Goal
Express the listing as a numbered list from the line with "trunk in this photo." through the end of the listing, skipping blank lines. Leave the pictures out of your answer.

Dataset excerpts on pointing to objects
★ ★ ★

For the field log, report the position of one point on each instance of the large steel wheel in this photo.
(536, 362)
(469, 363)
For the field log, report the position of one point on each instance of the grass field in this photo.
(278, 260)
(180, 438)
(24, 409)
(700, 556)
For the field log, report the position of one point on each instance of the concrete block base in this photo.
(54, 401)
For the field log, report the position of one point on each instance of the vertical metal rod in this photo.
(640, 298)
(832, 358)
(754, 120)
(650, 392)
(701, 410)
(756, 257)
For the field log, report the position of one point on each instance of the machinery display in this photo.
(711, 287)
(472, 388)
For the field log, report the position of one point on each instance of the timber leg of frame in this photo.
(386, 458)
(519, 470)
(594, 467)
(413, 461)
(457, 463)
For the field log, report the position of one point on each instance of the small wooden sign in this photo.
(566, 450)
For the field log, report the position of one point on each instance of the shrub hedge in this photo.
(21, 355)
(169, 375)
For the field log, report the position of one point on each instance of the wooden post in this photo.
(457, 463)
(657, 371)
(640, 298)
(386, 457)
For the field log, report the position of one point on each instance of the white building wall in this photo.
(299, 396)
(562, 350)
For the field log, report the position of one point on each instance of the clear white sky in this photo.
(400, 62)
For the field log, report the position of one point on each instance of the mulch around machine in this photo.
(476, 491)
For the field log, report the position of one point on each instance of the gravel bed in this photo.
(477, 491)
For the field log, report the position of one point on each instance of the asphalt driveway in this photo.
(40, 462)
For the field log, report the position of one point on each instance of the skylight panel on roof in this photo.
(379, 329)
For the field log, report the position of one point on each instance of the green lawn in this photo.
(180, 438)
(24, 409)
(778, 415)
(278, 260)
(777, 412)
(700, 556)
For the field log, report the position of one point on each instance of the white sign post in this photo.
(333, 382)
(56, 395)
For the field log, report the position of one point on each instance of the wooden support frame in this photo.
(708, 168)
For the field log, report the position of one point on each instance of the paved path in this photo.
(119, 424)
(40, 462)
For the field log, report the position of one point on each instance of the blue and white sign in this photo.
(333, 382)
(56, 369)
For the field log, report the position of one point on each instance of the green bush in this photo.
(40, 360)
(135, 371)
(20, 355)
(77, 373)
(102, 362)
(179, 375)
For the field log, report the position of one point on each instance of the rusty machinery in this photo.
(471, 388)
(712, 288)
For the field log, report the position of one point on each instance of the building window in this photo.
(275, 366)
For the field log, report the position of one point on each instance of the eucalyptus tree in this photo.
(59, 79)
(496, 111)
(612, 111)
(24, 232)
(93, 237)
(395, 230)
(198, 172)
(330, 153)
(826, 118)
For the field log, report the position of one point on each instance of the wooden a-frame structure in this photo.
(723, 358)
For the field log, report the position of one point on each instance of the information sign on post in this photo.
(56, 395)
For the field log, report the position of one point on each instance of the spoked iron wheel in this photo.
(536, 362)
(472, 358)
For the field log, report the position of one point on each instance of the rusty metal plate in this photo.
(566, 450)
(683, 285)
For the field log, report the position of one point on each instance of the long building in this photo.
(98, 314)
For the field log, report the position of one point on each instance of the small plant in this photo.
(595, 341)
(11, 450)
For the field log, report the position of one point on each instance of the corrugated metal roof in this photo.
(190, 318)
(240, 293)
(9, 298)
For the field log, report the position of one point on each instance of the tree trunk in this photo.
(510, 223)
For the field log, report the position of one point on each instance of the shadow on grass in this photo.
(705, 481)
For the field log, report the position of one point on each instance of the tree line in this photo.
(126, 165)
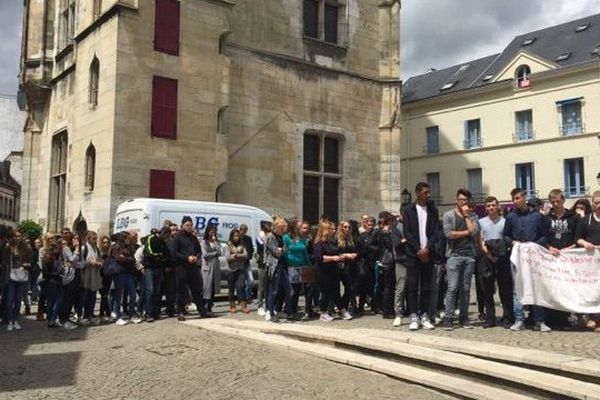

★ ★ ★

Solution for this exercise
1. For the field log, report the position of one point on each instance of the tree trunk in this photo.
2. (510, 223)
3. For the field log, report the position of one point on each instance of the shadow on grass in this photo.
4. (705, 481)
5. For the field log, report the position of one point on each instance of the tree line in this photo.
6. (126, 165)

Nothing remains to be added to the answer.